__What the exercise asks__. Scale everything from the start of the records down to the line containing "447, 1, 586, 254", that line included, keeping every line of wording unchanged but multiplying each bounding-box coordinate in the answers by 1.95 and rounding to whole numbers, with halves rounded up. Leave the pictures out.

__Listed entries__.

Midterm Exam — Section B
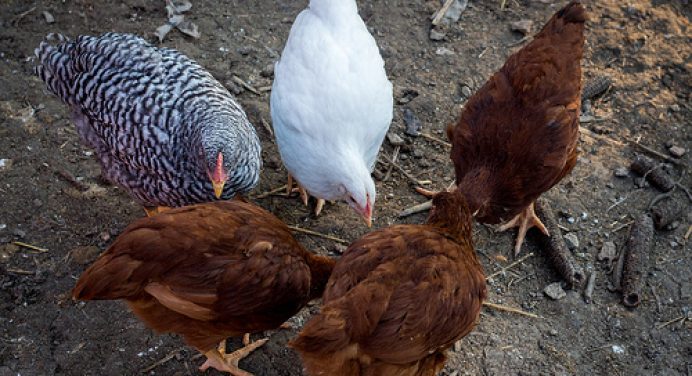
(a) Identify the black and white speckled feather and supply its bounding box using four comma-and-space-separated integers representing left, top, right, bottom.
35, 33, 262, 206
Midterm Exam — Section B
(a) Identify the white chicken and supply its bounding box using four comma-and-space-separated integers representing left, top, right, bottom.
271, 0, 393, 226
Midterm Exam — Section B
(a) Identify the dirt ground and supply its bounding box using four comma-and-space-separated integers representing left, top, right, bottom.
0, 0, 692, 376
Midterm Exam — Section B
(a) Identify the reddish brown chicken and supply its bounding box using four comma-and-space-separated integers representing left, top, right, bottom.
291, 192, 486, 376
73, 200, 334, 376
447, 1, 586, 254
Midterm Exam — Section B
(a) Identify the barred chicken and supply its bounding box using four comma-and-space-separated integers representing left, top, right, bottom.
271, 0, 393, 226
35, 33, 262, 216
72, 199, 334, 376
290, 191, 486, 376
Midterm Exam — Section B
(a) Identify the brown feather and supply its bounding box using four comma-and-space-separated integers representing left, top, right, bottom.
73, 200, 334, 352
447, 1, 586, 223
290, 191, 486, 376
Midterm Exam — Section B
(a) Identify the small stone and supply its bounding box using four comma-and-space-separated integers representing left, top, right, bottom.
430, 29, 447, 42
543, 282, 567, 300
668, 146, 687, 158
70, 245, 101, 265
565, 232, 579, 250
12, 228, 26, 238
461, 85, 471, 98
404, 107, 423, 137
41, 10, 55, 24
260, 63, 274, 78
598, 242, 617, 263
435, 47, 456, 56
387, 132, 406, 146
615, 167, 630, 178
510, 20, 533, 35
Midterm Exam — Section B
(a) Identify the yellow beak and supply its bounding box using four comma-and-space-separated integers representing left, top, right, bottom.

__Answer below__.
Midterm Exam — Section B
(a) Identify the black and white speckled feather and supply its bounding box using four comma-and-space-separated integers representing left, top, right, bottom.
68, 64, 511, 402
Midterm Exam — Section B
(a) Identify the white chicken and supply its bounding box using four comma-and-space-separated integers representing left, top, right, bottom.
528, 0, 766, 441
Midterm Exam — Section B
(a) Identify the dirt ground and supply its bounding box using four comma-and-space-separated integers representing left, top, right, bottom.
0, 0, 1349, 733
Midterm Exam — Section B
(a) Identify the reddish brown chicken and supply its bounding box using four comma-and-space-separated integers representing left, top, right, bottom.
567, 374, 948, 733
142, 390, 651, 733
872, 2, 1143, 495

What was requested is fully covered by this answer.